Repeat all of the data precisely.

- [Data extracted from a collection]:
• • • • •

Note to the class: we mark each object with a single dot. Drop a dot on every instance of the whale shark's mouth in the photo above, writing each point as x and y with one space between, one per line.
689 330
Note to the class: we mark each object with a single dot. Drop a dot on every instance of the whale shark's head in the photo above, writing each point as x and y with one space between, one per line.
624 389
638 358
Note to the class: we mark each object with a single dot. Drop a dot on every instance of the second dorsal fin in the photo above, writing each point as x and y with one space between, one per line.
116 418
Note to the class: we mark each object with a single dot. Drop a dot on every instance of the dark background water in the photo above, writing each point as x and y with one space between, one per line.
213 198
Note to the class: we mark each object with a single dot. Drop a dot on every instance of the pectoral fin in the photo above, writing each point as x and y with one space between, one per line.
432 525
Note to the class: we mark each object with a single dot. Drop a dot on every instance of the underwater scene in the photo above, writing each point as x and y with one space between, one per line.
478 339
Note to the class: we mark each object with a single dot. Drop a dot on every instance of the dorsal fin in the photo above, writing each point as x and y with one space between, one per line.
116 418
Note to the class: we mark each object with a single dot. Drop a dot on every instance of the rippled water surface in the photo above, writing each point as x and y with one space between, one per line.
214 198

• • • • •

- [EXERCISE RESULT]:
Note to the class: we mark each object with a single dot. Drop a dot on every instance of the whale shark's mouth in the photo above, writing each point as x and y with one space between, one per line.
689 330
Note to the class: we mark each object with a single dot. Drop a dot on every instance of the whale shark's head in the photo above, writing each point as x and y with one space between, one per line.
624 389
638 358
Note to the class: we mark each object with a single dot. Drop a dot on every instance of the second dorsal fin in the photo above, writing each point as x and y with one space between, one per line.
116 418
Note to the class: we mark each object with a single dot. Drop a dot on every instance of the dark background water in the photo above, writing each point as x and y with one space between, one per line.
213 198
Note to the class: we mark each object with a single dot. Drop a dot on every instance of the pectoral fin in the photo above, writing each point as x and y with one space between, one per line.
432 525
Note to the class: we mark each object with a single dot. Drop a dot on every instance of the underwater scene in the photo above, writing each point as x and y with one space between, one per line.
478 339
Note to the class: we mark each object with a single dot. Drop a dot on every instance of the dorsal fin in the photo above, writing each point as x and y with one space between, one per line.
116 418
Note to the class: we mark each object with a single dot. Drop a dot on every instance of the rippled water surface in the photo above, writing each point as x and y with one space between, one per line.
214 198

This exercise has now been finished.